> Selected excerpt
## Start

Then disown the process

disown

10. We can now verify that our Kafka Topic for the schema registry has been created:

/usr/bin/kafka-topics --list --zookeeper <zookeeper server>:2181

Which should display something like this:

18/05/15 11:28:45 INFO zookeeper.ClientCnxn: Socket connection established to <zookeeper server>:2181, initiating session
18/05/15 11:28:45 INFO zookeeper.ClientCnxn: Session establishment complete on server <zookeeper server>:2181, sessionid = 0x162fecd66aadacb, negotid timeout = 30000
18/05/15 11:28:45 INFO zkclient.ZkClient: zookeeper state changed (SyncConnected)
_schemas
18/05/15 11:28:45 INFO zkclient.ZkEventThread: Terminate ZkClient event thread.

## End

> Provided material
## Start

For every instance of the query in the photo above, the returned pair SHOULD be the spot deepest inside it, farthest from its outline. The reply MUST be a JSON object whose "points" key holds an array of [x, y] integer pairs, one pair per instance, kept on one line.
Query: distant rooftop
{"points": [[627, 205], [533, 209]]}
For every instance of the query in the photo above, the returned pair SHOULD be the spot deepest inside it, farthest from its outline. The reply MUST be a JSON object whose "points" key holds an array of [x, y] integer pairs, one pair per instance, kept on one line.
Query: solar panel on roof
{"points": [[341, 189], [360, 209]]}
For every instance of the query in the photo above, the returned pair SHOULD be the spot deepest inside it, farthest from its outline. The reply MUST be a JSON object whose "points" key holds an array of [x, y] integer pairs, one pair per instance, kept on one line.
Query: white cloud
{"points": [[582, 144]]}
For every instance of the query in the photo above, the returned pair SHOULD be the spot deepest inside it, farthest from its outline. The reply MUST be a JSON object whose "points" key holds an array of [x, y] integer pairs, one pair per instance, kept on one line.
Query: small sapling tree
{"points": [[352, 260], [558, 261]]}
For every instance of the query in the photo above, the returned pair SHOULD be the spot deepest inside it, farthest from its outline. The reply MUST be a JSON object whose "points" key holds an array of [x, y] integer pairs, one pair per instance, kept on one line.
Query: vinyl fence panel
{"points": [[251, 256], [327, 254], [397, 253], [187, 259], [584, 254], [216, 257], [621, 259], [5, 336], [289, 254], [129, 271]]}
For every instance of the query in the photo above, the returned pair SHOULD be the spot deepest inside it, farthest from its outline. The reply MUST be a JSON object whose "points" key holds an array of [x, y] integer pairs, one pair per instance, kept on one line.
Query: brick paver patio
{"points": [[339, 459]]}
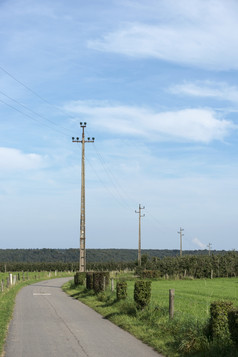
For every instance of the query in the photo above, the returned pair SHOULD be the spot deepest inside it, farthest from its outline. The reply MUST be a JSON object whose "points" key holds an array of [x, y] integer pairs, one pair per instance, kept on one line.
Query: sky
{"points": [[157, 83]]}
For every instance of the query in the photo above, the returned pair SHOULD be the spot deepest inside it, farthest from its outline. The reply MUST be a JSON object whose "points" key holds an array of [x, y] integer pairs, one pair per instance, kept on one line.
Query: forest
{"points": [[93, 255], [221, 264]]}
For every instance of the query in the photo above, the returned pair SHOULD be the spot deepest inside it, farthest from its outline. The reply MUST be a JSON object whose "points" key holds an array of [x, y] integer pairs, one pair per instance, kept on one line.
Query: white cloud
{"points": [[15, 160], [198, 243], [209, 89], [198, 125], [201, 34]]}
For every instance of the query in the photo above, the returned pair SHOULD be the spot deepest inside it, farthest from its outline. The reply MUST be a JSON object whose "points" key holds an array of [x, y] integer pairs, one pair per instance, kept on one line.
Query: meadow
{"points": [[180, 336]]}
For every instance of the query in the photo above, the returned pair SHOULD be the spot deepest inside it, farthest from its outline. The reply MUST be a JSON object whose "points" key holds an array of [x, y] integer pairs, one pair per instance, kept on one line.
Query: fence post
{"points": [[171, 303], [10, 279], [112, 284]]}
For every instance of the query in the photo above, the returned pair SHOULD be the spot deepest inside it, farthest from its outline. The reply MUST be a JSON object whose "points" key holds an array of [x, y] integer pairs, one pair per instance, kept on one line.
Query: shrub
{"points": [[79, 278], [218, 325], [142, 293], [121, 290], [150, 274], [100, 281], [89, 280], [233, 324]]}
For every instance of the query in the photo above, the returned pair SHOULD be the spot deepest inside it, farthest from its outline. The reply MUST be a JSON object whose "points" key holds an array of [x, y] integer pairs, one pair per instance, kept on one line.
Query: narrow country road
{"points": [[48, 323]]}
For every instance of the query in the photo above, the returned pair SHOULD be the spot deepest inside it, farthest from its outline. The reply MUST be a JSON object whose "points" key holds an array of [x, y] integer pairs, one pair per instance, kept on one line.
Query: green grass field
{"points": [[178, 337]]}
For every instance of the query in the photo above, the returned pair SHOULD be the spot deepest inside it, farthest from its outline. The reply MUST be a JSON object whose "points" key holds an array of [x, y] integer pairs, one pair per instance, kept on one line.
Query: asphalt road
{"points": [[47, 323]]}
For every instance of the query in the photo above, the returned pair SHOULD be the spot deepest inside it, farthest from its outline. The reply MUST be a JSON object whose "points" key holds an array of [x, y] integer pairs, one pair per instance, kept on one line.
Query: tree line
{"points": [[195, 266], [93, 255]]}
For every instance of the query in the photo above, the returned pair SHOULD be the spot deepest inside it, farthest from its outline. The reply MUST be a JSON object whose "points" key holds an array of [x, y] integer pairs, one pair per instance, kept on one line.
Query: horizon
{"points": [[157, 85]]}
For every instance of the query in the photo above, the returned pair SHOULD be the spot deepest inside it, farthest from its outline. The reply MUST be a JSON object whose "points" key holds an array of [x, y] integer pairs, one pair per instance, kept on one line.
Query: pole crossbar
{"points": [[82, 254]]}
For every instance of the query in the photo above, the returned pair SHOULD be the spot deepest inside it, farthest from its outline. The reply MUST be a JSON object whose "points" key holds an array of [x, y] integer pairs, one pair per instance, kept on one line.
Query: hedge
{"points": [[233, 324], [121, 290], [100, 281], [89, 280], [142, 293], [218, 324], [79, 278], [150, 274]]}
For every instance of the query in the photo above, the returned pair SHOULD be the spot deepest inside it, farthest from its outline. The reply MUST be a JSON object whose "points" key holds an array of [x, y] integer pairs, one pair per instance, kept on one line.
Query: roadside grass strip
{"points": [[185, 334], [8, 296]]}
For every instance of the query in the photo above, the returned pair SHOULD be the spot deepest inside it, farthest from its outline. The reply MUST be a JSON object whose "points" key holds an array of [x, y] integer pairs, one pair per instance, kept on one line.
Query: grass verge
{"points": [[182, 336]]}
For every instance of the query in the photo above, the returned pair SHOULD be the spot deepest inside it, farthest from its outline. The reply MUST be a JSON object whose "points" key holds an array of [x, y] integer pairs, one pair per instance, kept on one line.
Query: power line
{"points": [[35, 93], [29, 116], [29, 109]]}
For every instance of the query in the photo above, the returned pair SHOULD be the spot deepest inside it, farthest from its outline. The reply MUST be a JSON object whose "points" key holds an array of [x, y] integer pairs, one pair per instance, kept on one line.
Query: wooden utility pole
{"points": [[139, 240], [82, 256], [209, 248], [181, 236]]}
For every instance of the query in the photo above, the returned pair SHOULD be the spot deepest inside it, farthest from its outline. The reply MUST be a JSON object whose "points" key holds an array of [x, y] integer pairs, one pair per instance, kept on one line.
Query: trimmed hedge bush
{"points": [[218, 324], [142, 293], [150, 274], [89, 280], [233, 324], [79, 278], [121, 290], [100, 281]]}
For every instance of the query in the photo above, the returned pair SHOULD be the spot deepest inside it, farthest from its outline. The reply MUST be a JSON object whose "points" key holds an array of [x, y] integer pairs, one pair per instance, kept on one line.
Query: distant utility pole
{"points": [[209, 248], [181, 236], [139, 243], [82, 257]]}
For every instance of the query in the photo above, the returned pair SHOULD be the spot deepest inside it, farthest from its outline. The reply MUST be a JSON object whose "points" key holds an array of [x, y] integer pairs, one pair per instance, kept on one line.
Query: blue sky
{"points": [[156, 82]]}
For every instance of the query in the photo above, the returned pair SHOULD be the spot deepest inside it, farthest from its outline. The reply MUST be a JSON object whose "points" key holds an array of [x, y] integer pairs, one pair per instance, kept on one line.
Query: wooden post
{"points": [[171, 303], [112, 284]]}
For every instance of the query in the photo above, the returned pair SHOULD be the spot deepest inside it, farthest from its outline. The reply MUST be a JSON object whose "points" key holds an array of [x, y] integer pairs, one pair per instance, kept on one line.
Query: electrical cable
{"points": [[29, 116], [30, 110]]}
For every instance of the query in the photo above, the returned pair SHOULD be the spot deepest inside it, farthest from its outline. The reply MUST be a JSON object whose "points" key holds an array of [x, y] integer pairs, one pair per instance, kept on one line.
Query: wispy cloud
{"points": [[15, 160], [209, 89], [204, 38], [196, 125], [198, 243]]}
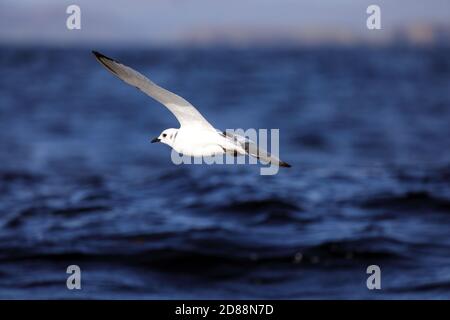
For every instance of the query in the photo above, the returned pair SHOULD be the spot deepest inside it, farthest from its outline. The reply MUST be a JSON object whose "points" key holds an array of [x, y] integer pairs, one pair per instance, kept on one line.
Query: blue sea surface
{"points": [[366, 130]]}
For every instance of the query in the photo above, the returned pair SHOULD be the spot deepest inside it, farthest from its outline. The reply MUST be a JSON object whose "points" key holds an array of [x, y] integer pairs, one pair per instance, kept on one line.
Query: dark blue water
{"points": [[366, 131]]}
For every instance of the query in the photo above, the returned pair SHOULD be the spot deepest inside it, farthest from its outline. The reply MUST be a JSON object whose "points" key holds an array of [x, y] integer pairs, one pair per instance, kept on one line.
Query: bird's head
{"points": [[167, 136]]}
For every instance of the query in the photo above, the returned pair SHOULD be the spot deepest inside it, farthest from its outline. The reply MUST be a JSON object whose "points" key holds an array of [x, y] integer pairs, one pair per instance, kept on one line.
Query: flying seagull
{"points": [[196, 136]]}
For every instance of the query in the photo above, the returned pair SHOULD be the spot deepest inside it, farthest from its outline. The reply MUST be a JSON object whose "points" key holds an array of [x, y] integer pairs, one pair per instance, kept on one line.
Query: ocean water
{"points": [[366, 131]]}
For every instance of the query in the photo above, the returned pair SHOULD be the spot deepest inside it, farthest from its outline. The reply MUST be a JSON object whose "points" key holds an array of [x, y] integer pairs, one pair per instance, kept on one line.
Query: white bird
{"points": [[196, 136]]}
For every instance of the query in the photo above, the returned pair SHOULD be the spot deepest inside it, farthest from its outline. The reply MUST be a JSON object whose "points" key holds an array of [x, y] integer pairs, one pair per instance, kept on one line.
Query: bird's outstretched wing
{"points": [[186, 113], [252, 149]]}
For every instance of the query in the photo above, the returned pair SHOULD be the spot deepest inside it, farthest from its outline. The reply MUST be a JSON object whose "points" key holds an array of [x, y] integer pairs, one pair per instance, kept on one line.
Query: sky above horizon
{"points": [[167, 22]]}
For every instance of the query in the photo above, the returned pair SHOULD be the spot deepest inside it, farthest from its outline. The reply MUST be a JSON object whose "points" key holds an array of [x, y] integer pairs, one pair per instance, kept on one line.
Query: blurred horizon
{"points": [[160, 23]]}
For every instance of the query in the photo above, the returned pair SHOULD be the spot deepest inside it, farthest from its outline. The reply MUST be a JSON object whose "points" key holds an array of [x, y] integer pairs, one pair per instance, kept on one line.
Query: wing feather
{"points": [[185, 112]]}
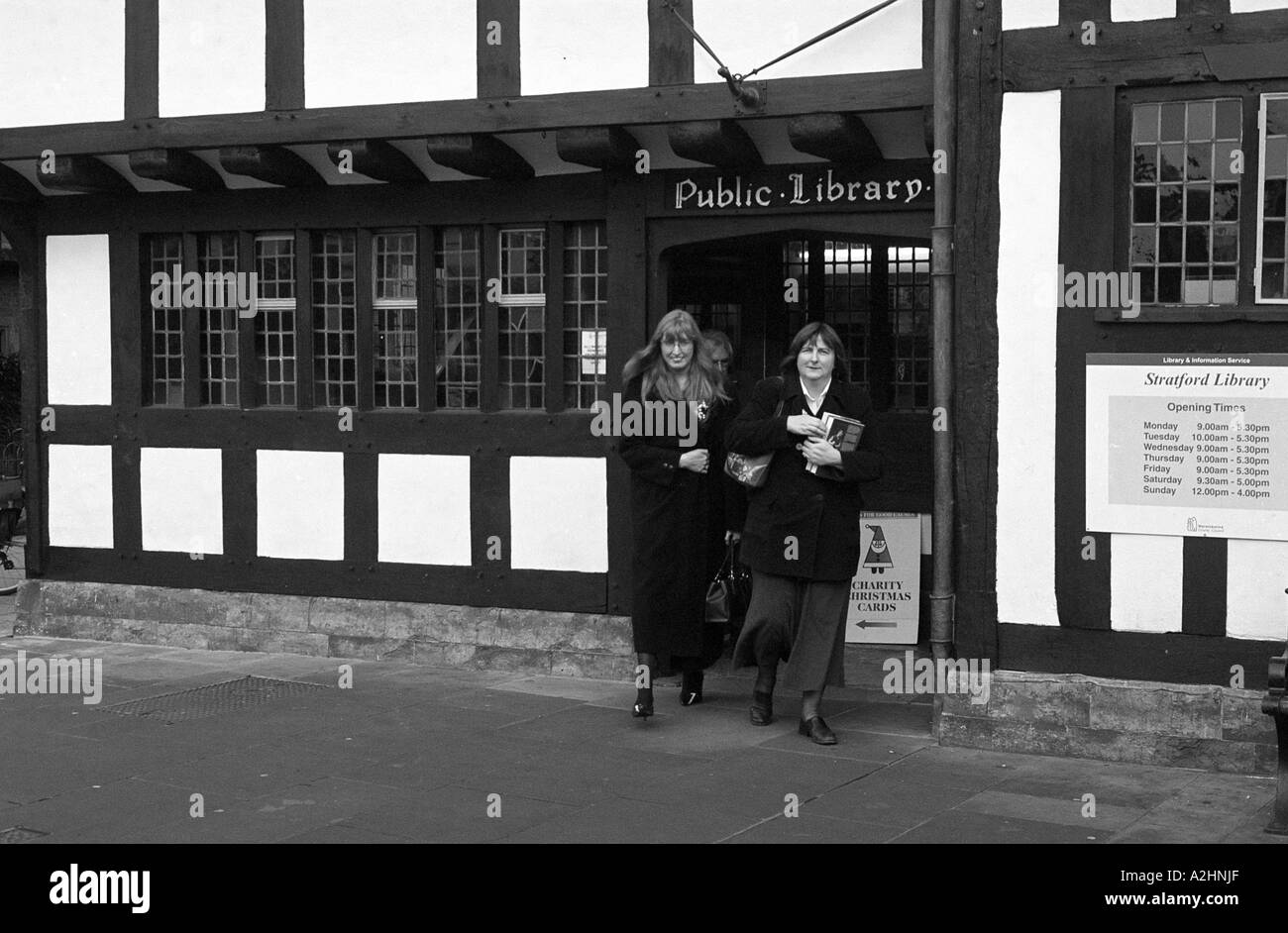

## End

> Goal
Reproduce the passage of the Kafka schema registry excerpt that starts with "18/05/15 11:28:45 INFO zookeeper.ClientCnxn: Socket" and continues through "state changed (SyncConnected)".

> The result
18/05/15 11:28:45 INFO zookeeper.ClientCnxn: Socket connection established to <zookeeper server>:2181, initiating session
18/05/15 11:28:45 INFO zookeeper.ClientCnxn: Session establishment complete on server <zookeeper server>:2181, sessionid = 0x162fecd66aadacb, negotid timeout = 30000
18/05/15 11:28:45 INFO zkclient.ZkClient: zookeeper state changed (SyncConnected)